= WHAT IS ASKED =
In the forum thread below about strings for a Baby Taylor, what gauge does one reply believe Baby Taylors were first strung with?

= EXCERPT PROVIDED =
■ ■ ■ ■
# Best strings for a Baby Taylor ~ and 'baby' fingers



## ThePass (Aug 10, 2007)

Bought my daughter a baby Taylor last year. She took to it well, but complained the strings hurt when she tried to fret notes. She put it down (I'll never force lessons on my kids) but has again asked me to show her a few things.

First thing I'm gonna do is change the strings. Bought it used and not sure what gauge is on it now, but I'm gonna need to go lighter here for her 9 year old digits I guess.......I'm guessing 9's? Would 8's even be a better choice? 

I'm gonna assume the strings are still stock, so gonna do some research to see what gauge it would have came with, just for curiosity's sake.


----------



## vadsy (Dec 2, 2010)

I'd try a set of light or extra light Elixirs, I'm not sure the difference between nanoweb and polyweb but the coating might help her until she develops a callus. The strings just seem to last longer with that extra layer of protection as well.


----------



## cbg1 (Mar 27, 2012)

if you go too light with a short scale the tone may be a bit weak.
before changing strings you may want to try tuning the guitar down a 1/2 step or a step and see if the reduced tension makes things easier.
i'm assuming that the action, relief. and nut height are all good. 

good luck


----------



## bagpipe (Sep 19, 2006)

I agree and would go with Elixers and the lightest gauge you can find. I think the main concern at the moment is doing whatever you can to encourage her to play.


----------



## Ship of fools (Nov 17, 2007)

Not sure they actually make strings in that light guage ( 8-9 ) and as you very well know sore fingers are part of the beginning of learning to play. She has no callous build up yet so the tips are going to be sore until the fingers first get use to being pressed against the strings and the build up starts to happen. I believe that Babys first were strung with 11's so you can go down to extra lights ( 10's ) I have Dean Markely 10-48's on one of my dreads and possibly you might think about having it looked over and see if it might need to be set up for her.
■ ■ ■ ■
= DATA LINES =

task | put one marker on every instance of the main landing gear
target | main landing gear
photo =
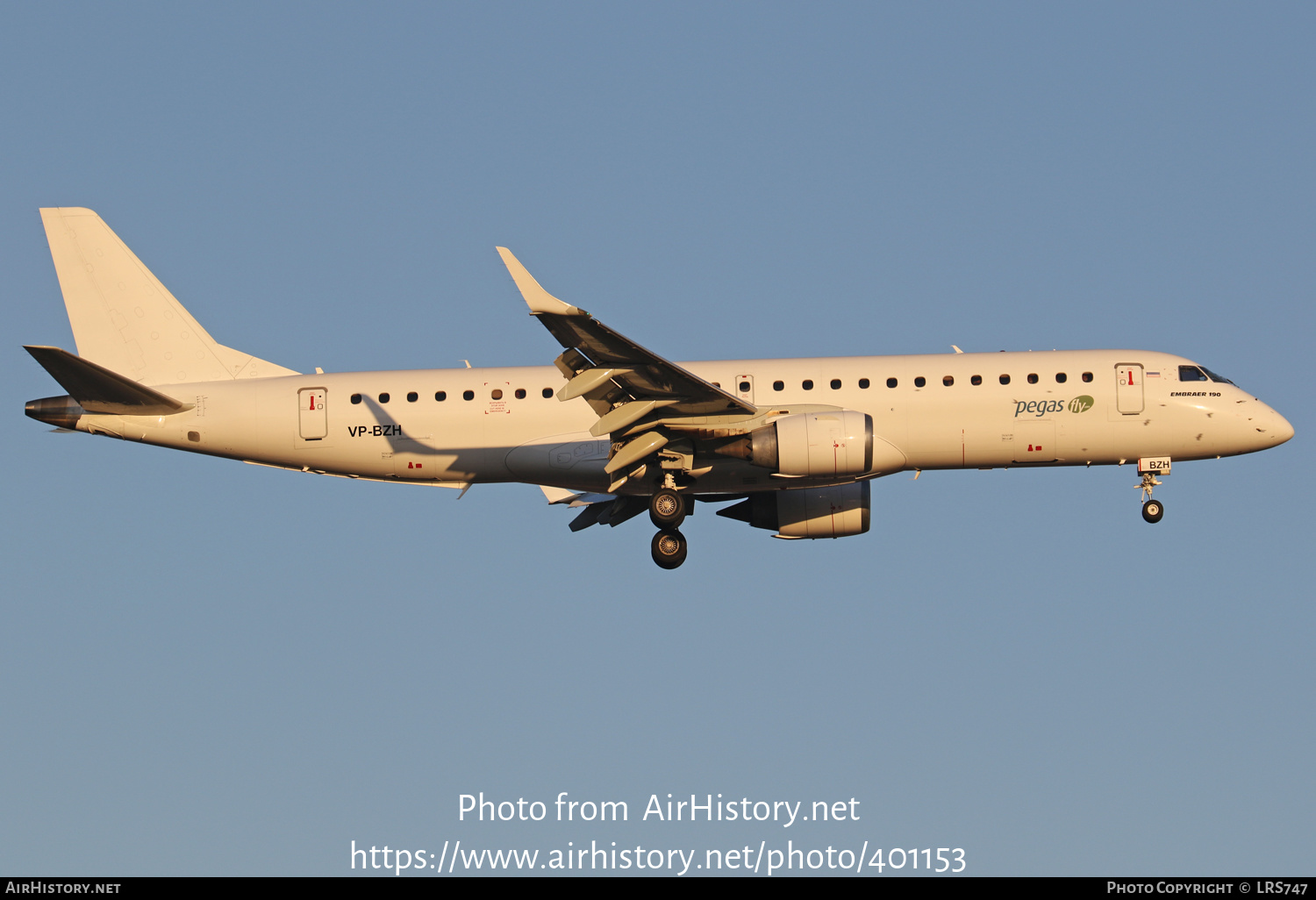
■ ■ ■ ■
= WORKED SOLUTION =
One reply believes Baby Taylors were first strung with 11's.